[Free-text object descriptions]

......

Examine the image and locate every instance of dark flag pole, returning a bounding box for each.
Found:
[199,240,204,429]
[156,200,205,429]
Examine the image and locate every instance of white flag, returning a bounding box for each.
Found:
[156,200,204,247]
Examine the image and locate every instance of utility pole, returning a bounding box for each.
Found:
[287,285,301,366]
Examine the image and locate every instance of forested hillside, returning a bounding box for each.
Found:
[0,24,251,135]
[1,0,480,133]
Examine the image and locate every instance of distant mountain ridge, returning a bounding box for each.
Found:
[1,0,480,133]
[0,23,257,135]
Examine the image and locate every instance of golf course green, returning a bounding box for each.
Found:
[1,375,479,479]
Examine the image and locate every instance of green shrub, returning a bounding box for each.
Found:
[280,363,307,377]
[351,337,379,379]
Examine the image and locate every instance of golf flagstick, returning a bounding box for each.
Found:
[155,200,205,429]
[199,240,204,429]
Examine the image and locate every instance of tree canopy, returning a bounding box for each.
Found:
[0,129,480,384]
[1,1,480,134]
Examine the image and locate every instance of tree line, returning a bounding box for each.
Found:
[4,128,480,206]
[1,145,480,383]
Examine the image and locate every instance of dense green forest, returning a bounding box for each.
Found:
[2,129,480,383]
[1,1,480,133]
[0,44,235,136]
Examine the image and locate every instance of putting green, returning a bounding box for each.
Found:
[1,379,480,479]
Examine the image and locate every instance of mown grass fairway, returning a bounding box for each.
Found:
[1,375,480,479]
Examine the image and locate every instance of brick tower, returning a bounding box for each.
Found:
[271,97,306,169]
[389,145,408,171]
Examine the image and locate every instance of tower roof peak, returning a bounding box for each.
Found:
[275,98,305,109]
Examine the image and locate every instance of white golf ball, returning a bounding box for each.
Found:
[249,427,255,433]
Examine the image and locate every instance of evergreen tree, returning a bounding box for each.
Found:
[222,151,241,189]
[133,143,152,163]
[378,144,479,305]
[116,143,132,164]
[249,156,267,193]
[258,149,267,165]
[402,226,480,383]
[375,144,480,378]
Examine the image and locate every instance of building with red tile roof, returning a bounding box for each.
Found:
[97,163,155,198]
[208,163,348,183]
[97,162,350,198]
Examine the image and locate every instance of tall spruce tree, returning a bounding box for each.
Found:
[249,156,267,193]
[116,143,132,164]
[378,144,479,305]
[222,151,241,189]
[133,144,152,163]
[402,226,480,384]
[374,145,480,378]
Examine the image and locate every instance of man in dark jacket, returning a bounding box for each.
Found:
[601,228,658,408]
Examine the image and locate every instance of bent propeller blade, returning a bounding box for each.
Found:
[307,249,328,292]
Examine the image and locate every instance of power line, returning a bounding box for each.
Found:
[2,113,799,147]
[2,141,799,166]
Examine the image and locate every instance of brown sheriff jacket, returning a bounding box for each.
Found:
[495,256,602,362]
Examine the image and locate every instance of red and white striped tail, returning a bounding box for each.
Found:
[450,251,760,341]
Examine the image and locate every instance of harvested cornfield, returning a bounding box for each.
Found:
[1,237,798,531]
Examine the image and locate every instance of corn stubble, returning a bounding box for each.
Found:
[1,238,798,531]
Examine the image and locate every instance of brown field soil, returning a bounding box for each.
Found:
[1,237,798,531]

......

• _WORK TO COMPLETE_
From the data above, state how many lines hold the string "dark", and give the number without other words.

• _EXERCISE ANSWER_
2